» **Goal of the exercise**:
In the entries below, find the line containing "Tag one point on every instance of the basket handle". Copy it and all lines after it, exactly, through the end.

» **Pointing dataset excerpts**:
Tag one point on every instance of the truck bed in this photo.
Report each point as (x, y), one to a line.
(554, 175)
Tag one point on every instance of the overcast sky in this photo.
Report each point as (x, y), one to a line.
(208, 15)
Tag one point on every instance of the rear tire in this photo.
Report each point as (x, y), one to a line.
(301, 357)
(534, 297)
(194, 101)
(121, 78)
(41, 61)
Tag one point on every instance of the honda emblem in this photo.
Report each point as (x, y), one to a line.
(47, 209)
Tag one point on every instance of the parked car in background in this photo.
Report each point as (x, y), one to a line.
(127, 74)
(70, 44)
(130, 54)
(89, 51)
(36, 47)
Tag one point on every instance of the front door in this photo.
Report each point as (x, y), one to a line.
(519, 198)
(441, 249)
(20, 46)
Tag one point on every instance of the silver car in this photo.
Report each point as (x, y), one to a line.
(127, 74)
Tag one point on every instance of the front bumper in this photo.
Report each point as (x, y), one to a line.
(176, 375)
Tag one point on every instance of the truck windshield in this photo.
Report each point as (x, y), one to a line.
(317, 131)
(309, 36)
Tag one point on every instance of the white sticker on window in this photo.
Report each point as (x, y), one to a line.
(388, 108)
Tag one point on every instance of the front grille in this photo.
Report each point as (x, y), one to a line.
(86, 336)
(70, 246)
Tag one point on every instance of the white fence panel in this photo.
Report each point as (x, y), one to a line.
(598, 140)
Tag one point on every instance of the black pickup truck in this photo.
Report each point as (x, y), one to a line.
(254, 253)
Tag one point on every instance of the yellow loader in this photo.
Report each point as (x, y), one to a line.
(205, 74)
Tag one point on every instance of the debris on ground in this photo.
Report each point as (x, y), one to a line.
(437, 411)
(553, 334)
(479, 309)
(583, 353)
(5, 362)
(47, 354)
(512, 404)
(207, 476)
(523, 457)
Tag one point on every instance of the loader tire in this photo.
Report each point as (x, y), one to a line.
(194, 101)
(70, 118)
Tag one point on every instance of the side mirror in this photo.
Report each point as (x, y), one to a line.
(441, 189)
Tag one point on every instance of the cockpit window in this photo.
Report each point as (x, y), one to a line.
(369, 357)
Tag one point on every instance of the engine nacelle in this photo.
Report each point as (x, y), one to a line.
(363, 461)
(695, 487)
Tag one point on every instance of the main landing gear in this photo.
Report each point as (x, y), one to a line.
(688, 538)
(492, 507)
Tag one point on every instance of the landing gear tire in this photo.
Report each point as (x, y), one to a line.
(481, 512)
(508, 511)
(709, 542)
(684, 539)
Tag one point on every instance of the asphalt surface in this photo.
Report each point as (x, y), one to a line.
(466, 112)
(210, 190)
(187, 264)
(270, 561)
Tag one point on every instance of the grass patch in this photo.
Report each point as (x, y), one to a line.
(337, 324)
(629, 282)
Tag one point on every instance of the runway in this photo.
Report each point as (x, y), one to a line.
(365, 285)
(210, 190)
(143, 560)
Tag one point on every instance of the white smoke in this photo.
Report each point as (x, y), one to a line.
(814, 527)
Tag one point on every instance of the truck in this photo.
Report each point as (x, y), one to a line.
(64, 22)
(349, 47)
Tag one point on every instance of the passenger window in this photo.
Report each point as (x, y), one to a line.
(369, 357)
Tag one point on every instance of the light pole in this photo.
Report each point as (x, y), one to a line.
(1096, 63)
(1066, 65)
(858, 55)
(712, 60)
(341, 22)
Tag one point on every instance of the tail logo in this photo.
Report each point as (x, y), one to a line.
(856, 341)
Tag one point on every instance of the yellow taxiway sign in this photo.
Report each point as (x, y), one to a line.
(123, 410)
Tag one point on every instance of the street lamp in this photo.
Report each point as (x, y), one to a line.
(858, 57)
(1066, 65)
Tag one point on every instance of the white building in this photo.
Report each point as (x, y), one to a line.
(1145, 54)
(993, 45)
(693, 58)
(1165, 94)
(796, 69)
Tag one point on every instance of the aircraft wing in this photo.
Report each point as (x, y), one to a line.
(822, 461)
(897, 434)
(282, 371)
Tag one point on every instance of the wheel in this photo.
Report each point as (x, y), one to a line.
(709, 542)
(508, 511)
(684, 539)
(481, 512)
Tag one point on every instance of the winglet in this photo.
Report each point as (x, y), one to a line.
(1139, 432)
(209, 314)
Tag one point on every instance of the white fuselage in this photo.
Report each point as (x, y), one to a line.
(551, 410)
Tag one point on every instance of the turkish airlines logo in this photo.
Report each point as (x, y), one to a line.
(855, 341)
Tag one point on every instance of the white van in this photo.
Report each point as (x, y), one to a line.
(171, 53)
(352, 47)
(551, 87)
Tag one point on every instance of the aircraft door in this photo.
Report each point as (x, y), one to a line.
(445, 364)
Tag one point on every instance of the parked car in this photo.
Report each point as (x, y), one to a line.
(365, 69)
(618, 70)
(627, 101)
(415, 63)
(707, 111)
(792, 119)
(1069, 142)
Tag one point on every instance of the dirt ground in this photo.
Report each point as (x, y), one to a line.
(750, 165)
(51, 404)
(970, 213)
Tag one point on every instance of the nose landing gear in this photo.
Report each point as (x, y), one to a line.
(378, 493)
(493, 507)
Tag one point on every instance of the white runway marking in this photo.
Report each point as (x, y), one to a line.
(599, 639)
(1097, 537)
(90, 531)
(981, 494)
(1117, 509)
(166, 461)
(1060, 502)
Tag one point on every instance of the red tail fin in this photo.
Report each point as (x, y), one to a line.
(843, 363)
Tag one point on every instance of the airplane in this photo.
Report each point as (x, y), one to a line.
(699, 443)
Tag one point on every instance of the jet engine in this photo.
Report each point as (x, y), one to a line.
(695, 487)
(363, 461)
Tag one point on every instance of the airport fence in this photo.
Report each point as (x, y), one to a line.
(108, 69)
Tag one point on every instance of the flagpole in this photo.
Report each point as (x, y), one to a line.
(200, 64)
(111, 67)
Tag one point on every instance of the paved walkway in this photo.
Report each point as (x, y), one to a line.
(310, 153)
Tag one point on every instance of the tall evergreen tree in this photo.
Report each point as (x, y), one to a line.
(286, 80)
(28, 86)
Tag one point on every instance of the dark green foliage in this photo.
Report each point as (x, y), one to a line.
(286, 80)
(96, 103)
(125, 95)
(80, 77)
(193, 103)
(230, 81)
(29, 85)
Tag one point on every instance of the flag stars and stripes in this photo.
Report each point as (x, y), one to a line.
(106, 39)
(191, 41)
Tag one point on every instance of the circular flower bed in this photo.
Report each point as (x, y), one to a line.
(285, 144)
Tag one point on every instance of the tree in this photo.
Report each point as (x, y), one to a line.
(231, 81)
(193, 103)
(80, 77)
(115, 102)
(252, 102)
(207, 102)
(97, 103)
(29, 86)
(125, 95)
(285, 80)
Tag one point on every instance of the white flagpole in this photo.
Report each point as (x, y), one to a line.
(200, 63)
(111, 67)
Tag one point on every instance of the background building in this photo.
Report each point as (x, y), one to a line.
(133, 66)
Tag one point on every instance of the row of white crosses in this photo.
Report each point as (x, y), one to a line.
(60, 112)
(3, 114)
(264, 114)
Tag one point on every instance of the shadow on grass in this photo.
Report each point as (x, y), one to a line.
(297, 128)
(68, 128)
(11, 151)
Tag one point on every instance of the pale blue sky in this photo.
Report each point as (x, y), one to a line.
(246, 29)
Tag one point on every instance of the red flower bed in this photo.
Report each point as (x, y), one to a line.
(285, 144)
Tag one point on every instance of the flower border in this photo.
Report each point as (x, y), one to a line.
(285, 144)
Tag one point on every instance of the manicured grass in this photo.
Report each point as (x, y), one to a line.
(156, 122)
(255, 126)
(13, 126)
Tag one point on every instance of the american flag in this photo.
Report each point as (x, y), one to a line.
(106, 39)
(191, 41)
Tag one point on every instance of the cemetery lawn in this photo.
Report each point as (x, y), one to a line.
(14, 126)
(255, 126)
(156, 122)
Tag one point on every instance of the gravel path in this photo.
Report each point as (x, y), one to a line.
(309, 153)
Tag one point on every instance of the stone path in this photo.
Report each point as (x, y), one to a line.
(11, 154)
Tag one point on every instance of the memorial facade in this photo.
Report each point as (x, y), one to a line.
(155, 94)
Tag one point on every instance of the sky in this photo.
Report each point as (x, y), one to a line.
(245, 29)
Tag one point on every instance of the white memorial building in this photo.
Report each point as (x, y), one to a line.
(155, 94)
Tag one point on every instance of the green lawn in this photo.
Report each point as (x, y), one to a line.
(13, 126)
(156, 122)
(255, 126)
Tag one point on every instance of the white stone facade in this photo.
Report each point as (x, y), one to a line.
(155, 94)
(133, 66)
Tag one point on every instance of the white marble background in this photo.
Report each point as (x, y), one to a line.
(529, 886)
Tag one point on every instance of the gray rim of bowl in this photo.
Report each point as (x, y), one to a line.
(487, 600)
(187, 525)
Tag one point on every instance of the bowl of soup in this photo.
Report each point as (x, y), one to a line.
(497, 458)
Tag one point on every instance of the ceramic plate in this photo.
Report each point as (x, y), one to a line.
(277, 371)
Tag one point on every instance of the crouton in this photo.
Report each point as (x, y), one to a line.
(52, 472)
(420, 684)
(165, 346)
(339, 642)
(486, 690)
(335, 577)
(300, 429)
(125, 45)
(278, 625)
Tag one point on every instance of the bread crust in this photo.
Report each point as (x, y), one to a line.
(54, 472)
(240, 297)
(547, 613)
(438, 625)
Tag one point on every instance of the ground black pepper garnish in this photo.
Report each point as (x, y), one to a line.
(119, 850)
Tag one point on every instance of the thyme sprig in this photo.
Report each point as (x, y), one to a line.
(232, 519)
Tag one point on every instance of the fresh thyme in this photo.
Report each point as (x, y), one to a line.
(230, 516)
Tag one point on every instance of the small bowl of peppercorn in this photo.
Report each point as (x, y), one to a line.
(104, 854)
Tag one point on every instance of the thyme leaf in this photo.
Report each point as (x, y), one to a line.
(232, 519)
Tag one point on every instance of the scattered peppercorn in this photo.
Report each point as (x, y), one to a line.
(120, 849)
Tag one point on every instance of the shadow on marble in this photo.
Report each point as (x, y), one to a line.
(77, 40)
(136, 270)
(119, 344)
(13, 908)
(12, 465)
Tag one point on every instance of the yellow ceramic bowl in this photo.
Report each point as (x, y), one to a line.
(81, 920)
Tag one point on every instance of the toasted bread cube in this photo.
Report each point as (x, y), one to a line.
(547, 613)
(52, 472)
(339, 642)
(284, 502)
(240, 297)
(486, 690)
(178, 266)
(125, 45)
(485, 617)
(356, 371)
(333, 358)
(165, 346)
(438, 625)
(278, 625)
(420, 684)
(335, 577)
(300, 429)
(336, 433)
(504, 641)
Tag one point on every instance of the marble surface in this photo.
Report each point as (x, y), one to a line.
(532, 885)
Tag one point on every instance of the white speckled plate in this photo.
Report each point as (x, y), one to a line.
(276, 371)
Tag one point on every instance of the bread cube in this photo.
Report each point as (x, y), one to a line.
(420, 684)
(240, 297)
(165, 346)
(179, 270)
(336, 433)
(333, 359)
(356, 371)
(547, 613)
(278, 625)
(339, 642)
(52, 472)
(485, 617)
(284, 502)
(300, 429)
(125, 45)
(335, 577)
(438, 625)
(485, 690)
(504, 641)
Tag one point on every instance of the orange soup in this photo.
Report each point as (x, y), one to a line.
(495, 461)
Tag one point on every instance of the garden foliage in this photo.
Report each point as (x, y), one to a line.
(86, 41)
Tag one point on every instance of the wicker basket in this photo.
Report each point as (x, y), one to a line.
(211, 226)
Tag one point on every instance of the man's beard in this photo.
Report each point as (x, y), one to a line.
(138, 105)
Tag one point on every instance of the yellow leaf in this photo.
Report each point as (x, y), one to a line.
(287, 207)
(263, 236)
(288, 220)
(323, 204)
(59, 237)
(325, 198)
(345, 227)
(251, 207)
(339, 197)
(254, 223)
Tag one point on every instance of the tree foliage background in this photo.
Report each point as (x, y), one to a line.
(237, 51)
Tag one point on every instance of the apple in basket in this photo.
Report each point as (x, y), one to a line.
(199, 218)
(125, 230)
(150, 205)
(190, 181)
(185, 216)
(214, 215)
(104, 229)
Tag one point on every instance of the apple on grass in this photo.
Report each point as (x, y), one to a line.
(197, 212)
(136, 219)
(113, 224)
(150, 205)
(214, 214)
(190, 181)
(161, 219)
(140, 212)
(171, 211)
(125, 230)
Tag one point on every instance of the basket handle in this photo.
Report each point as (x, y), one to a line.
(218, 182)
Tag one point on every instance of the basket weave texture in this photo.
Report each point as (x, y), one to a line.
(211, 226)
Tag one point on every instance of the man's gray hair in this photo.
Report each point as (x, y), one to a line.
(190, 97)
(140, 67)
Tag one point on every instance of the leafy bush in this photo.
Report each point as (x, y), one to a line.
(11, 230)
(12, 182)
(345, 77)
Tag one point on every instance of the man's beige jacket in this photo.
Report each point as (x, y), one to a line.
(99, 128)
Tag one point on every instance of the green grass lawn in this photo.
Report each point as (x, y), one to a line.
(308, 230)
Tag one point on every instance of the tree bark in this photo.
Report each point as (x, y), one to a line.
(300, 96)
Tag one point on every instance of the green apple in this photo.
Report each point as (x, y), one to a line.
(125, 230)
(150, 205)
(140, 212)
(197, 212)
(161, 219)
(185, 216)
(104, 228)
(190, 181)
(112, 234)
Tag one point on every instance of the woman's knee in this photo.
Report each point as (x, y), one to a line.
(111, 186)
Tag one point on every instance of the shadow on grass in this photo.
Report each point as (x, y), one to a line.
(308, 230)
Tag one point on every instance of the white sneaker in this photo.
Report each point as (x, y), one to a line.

» **Finished answer**:
Tag one point on every instance of the basket handle in this photo.
Report each point as (x, y), one to a line.
(218, 182)
Tag one point on every instance of the basket weave texture in this photo.
Report each point as (x, y), one to a line.
(211, 226)
Tag one point on every instance of the man's gray hair in this photo.
Report each point as (x, y), one to a line.
(190, 97)
(140, 67)
Tag one point on every instance of the leafy bush in this photo.
Report each point as (x, y), one to a line.
(11, 230)
(12, 182)
(345, 77)
Tag one point on every instance of the man's beige jacket in this photo.
Report each point as (x, y), one to a line.
(99, 128)
Tag one point on every instance of the green grass lawn in this photo.
Report each point as (x, y), one to a line.
(308, 230)
Tag one point on every instance of the tree bark in this photo.
Report each point as (x, y), one to a line.
(300, 96)
Tag one point on every instance of the green apple in this photo.
Report each point as (x, y), one to a line.
(125, 230)
(150, 205)
(140, 212)
(197, 212)
(161, 219)
(185, 216)
(104, 228)
(190, 181)
(112, 234)
Tag one point on every instance of the woman's knee in this photo.
Report each point as (x, y), one to a line.
(111, 186)
Tag one point on every instance of the shadow on grass in this photo.
Report each point as (x, y), one to a line.
(308, 230)
Tag one point on every instance of the white sneaker in this photo.
Report each point as (x, y), one to a line.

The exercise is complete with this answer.